Position identification records
************

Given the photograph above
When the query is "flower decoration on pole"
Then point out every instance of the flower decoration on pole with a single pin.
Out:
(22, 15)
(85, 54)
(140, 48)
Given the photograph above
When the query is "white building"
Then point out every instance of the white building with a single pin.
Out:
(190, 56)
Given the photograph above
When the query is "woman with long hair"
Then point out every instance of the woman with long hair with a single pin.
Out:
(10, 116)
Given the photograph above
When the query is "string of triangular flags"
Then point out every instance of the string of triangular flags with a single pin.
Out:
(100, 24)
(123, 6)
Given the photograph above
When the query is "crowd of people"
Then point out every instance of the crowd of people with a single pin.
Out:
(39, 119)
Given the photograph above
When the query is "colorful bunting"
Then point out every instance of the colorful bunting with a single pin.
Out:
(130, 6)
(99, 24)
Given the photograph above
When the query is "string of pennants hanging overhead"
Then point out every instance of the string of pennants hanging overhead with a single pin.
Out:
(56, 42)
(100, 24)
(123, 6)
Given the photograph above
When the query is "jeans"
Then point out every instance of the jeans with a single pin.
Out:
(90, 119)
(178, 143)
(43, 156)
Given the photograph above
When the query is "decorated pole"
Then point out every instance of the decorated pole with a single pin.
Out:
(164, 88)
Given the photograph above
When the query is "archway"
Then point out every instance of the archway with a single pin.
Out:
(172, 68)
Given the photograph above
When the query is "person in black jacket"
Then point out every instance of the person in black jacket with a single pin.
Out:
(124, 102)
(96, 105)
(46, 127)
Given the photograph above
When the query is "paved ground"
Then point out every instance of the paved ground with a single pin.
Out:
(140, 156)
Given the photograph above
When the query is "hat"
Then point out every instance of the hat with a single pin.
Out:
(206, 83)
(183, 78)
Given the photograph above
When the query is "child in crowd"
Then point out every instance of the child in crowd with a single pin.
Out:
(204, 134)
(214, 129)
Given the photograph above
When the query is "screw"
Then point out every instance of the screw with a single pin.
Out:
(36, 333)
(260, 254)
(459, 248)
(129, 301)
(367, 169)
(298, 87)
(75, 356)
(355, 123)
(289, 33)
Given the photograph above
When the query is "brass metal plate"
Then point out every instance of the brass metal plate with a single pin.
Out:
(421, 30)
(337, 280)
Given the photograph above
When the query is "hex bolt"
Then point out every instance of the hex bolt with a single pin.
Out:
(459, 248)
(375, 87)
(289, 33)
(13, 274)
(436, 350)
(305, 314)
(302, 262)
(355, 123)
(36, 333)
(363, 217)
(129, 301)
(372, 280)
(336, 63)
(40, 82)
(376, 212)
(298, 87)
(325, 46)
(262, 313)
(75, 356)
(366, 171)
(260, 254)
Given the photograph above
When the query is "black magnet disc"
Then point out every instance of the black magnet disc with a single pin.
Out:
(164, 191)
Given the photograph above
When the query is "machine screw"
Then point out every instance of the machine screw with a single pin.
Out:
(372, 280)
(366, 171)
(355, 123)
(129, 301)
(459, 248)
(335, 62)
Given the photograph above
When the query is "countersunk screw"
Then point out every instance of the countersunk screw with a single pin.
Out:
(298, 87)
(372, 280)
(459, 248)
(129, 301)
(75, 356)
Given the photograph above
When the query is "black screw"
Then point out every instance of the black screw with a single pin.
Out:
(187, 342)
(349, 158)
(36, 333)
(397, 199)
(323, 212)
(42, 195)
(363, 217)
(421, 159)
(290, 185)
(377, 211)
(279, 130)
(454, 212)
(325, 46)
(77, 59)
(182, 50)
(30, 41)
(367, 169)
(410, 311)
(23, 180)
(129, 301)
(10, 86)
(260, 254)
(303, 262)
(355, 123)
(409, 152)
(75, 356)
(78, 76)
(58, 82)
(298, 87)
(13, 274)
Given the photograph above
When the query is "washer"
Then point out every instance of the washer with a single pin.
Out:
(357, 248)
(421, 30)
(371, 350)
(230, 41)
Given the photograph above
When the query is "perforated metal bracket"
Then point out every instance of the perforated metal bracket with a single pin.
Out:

************

REQUIREMENT: How many lines of the records contain the string "flags"? Case counts; give only the number.

FINAL RESULT: 2